SET PROBLEM.
Print verbatim the lines of the entries from the one containing "TARGET = duck head" to the last, inclusive, and no others.

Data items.
Start
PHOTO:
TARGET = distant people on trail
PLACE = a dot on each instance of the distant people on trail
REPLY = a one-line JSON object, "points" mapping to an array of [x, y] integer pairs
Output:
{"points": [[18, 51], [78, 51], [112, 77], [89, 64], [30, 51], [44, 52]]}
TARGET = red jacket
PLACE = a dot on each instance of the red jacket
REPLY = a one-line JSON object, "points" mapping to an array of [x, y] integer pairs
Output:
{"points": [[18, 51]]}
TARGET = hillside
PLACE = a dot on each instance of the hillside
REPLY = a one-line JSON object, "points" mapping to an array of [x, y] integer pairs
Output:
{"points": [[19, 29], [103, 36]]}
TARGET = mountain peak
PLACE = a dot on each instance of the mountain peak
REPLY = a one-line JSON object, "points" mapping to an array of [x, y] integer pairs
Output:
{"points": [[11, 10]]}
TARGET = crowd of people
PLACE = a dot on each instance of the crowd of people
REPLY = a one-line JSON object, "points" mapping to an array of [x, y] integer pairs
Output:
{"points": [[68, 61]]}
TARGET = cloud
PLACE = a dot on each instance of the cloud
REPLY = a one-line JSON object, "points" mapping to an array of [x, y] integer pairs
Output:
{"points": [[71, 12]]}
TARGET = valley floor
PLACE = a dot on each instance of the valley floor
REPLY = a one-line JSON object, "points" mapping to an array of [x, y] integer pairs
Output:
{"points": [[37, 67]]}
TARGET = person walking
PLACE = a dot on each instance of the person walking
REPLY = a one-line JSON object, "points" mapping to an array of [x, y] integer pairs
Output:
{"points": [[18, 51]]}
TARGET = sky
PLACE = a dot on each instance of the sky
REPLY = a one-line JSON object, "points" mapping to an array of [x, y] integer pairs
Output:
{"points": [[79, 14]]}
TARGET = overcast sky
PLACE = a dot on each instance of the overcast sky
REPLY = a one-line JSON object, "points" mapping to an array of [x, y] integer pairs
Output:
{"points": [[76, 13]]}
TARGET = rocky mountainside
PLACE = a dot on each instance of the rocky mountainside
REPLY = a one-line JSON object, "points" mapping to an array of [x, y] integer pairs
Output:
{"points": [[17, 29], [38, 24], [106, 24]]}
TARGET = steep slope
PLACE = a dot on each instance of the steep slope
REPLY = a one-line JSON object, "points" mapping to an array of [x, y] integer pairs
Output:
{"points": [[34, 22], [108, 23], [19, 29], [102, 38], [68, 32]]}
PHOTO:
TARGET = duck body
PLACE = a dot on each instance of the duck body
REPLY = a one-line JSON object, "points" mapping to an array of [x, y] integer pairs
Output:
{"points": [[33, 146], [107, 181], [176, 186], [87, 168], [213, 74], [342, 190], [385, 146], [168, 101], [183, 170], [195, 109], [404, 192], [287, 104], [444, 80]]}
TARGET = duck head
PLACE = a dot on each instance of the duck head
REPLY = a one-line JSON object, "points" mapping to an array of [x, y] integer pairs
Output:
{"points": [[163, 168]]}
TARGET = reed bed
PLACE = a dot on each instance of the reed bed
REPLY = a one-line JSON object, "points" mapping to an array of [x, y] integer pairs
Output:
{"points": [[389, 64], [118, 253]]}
End
EXERCISE RESPONSE.
TARGET = duck head
PLACE = a dot on each instance of the duck head
REPLY = a one-line JSON object, "points" mapping to an array of [x, y] integer pairs
Output:
{"points": [[163, 168]]}
TARGET = reed bed
PLACE = a dot on each instance of the reed bed
REPLY = a one-line JSON object, "points" mapping to an array of [x, y] integer pairs
Output:
{"points": [[389, 64], [118, 253]]}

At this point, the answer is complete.